→ WHAT THE EXERCISE ASKS
Return each record exactly as it appears, so that nothing is dropped or altered.
** Opening RECORDS TO PROCESS block **
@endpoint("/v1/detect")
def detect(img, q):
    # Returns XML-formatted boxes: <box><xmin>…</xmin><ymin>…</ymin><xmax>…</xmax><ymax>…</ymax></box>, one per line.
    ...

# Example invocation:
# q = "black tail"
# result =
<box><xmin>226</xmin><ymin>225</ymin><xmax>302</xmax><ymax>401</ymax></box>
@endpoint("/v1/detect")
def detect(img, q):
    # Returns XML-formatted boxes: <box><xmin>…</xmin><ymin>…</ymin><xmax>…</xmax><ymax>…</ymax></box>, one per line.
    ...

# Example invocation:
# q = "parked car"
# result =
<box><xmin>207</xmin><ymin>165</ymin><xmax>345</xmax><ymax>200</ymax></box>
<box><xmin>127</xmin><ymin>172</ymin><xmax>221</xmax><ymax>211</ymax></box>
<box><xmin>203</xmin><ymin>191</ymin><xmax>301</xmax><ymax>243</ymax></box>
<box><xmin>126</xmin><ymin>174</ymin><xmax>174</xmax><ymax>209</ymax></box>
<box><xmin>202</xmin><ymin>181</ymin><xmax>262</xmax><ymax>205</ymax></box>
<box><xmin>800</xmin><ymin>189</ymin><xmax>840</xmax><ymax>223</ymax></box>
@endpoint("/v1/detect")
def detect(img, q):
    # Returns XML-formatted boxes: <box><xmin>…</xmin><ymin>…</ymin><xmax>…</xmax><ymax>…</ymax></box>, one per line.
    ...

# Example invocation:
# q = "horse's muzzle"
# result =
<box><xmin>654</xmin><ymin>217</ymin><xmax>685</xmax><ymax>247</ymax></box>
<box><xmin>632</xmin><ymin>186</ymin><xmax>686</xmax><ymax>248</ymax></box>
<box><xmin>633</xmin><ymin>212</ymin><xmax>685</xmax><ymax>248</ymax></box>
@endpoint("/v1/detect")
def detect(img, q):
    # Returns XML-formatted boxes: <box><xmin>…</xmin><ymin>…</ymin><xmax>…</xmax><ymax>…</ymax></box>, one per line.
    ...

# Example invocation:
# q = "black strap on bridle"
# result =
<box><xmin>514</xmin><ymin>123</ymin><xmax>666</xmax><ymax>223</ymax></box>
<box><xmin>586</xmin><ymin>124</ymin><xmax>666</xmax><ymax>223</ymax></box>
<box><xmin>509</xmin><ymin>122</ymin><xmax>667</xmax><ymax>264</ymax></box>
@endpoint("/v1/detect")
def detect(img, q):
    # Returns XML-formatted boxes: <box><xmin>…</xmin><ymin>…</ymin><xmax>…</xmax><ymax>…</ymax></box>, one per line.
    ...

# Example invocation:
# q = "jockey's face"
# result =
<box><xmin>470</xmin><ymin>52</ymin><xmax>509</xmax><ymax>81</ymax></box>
** Closing RECORDS TO PROCESS block **
→ OUTPUT OF THE TASK
@endpoint("/v1/detect")
def detect(img, q):
    # Returns XML-formatted boxes: <box><xmin>…</xmin><ymin>…</ymin><xmax>…</xmax><ymax>…</ymax></box>, one per line.
    ...

# Example invocation:
# q = "black tail"
# result =
<box><xmin>226</xmin><ymin>225</ymin><xmax>302</xmax><ymax>401</ymax></box>
@endpoint("/v1/detect")
def detect(img, q):
    # Returns XML-formatted boxes: <box><xmin>…</xmin><ymin>…</ymin><xmax>…</xmax><ymax>…</ymax></box>, one per line.
    ...

# Example invocation:
# q = "parked car"
# result =
<box><xmin>207</xmin><ymin>165</ymin><xmax>345</xmax><ymax>200</ymax></box>
<box><xmin>127</xmin><ymin>172</ymin><xmax>221</xmax><ymax>211</ymax></box>
<box><xmin>203</xmin><ymin>191</ymin><xmax>301</xmax><ymax>243</ymax></box>
<box><xmin>126</xmin><ymin>174</ymin><xmax>174</xmax><ymax>209</ymax></box>
<box><xmin>202</xmin><ymin>181</ymin><xmax>262</xmax><ymax>205</ymax></box>
<box><xmin>800</xmin><ymin>189</ymin><xmax>840</xmax><ymax>223</ymax></box>
@endpoint("/v1/detect")
def detect(img, q):
    # Returns XML-formatted boxes: <box><xmin>…</xmin><ymin>…</ymin><xmax>…</xmax><ymax>…</ymax></box>, one per line.
    ...

# Example invocation:
# q = "horse's muzzle"
# result =
<box><xmin>654</xmin><ymin>217</ymin><xmax>685</xmax><ymax>247</ymax></box>
<box><xmin>632</xmin><ymin>186</ymin><xmax>686</xmax><ymax>248</ymax></box>
<box><xmin>633</xmin><ymin>212</ymin><xmax>685</xmax><ymax>248</ymax></box>
@endpoint("/v1/detect")
def detect(img, q):
    # Returns XML-formatted boxes: <box><xmin>…</xmin><ymin>…</ymin><xmax>…</xmax><ymax>…</ymax></box>, one per line.
    ...

# Example invocation:
# q = "black strap on bridle"
# result =
<box><xmin>514</xmin><ymin>123</ymin><xmax>666</xmax><ymax>223</ymax></box>
<box><xmin>586</xmin><ymin>124</ymin><xmax>666</xmax><ymax>223</ymax></box>
<box><xmin>509</xmin><ymin>122</ymin><xmax>667</xmax><ymax>264</ymax></box>
@endpoint("/v1/detect")
def detect(img, q):
    # Returns XML-formatted boxes: <box><xmin>…</xmin><ymin>…</ymin><xmax>…</xmax><ymax>…</ymax></box>, one per line.
    ...

# Example invocation:
# q = "jockey's face"
# result =
<box><xmin>470</xmin><ymin>52</ymin><xmax>509</xmax><ymax>81</ymax></box>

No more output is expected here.